The minister said refineries are free to sell their product to any marketing companies, or they can set up their own marketing firms. The Pakistan government recently approved additional incentives for all new megaprojects of minimum 100,000 b/d production capacity to be installed along the coastal belt of Balochistan, particularly Gwadar, with 20 years income-tax holiday, he added.

The terms and conditions contained in the Ministry of Commerce trade policy for 2008-09 will be applicable for import of second-hand refinery project in its letter and spirit. The sponsors shall ensure the design of second-hand refinery is thoroughly reviewed and verified by an independent engineering consultant.

TransportationQuick Takes

Transneft poses export tariff zones for ESPO line

Russia's OAO Transneft has proposed dividing its East Siberia-Pacific Ocean oil pipeline into three export tariff zones, according to a company official.

Spokesman Igor Dyomin said Transneft wants the ESPO line to be divided into the eastern, western, and central export tariff zones, with $34/tonne charged for oil transported via the eastern zone, $48/tonne via the western zone, and $42/tonne via the central zone.

The eastern zone will extract oil from Talakan field, the western zone from Vankor field, and the central zone from fields in the southern Krasnoyarsk territory, said Dyomin, who added that the proposals already have been filed with the Russia's Federal Tariffs Service.

Transneft expects the tariff for oil transportation through its system to increase in 2010 at a rate comparable with inflation, said Dyomin, who added that the state firm has no plans to increase its tariff proportionally to the growth of its expenses, which are expected to rise by 30%.

==*==

In the news excerpt, what per-tonne charge did Transneft propose for oil moved through the western zone of the ESPO line?

==*==

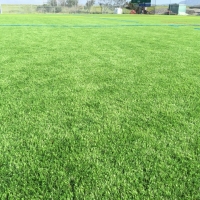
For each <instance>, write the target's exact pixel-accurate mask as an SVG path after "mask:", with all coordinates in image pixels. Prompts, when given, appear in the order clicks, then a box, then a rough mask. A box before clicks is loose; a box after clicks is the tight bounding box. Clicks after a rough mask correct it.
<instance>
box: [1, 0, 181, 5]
mask: <svg viewBox="0 0 200 200" xmlns="http://www.w3.org/2000/svg"><path fill="white" fill-rule="evenodd" d="M86 1H87V0H79V3H80V4H85V3H86ZM127 1H128V2H129V1H130V0H127ZM180 1H182V0H151V2H152V4H154V2H156V4H169V2H171V3H179V2H180ZM43 2H47V0H0V3H1V4H37V5H39V4H43ZM96 3H98V0H96Z"/></svg>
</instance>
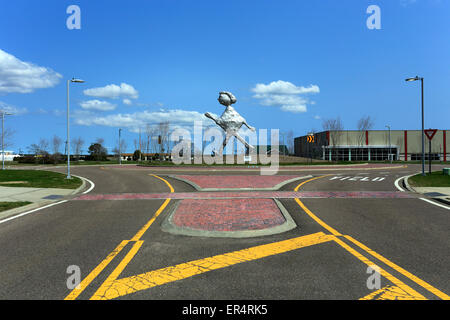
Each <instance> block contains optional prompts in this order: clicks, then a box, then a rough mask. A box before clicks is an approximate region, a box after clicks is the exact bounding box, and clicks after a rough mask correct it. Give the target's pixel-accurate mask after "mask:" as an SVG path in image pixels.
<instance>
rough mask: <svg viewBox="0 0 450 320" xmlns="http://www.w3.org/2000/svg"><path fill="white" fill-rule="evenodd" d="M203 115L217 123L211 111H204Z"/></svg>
mask: <svg viewBox="0 0 450 320" xmlns="http://www.w3.org/2000/svg"><path fill="white" fill-rule="evenodd" d="M205 117H207V118H210V119H211V120H213V121H214V122H215V123H217V117H215V116H213V115H212V114H211V113H209V112H207V113H205Z"/></svg>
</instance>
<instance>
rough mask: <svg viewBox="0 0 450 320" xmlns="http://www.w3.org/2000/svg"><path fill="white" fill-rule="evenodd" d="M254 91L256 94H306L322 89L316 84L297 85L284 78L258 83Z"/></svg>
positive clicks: (312, 92) (252, 90)
mask: <svg viewBox="0 0 450 320" xmlns="http://www.w3.org/2000/svg"><path fill="white" fill-rule="evenodd" d="M252 91H253V92H254V93H256V94H288V95H294V94H305V93H319V92H320V89H319V87H318V86H316V85H310V86H309V87H297V86H296V85H294V84H292V83H290V82H288V81H283V80H278V81H273V82H271V83H270V84H267V85H266V84H263V83H258V84H257V85H256V86H255V88H253V89H252Z"/></svg>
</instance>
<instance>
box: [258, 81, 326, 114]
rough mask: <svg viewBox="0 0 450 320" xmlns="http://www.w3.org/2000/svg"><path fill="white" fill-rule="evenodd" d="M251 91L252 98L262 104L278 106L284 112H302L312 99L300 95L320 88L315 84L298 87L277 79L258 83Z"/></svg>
mask: <svg viewBox="0 0 450 320" xmlns="http://www.w3.org/2000/svg"><path fill="white" fill-rule="evenodd" d="M252 91H253V92H254V93H255V95H254V96H253V98H255V99H259V100H261V104H262V105H264V106H279V107H280V108H281V110H282V111H285V112H292V113H302V112H306V111H307V104H314V101H309V100H308V99H307V98H305V97H303V96H301V95H303V94H315V93H319V92H320V89H319V87H318V86H316V85H310V86H309V87H303V86H300V87H299V86H296V85H294V84H292V83H290V82H287V81H282V80H278V81H274V82H271V83H269V84H267V85H266V84H262V83H258V84H257V85H256V86H255V87H254V88H253V89H252Z"/></svg>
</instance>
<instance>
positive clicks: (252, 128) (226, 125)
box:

==*==

§ **Response to this exercise**: $48/tonne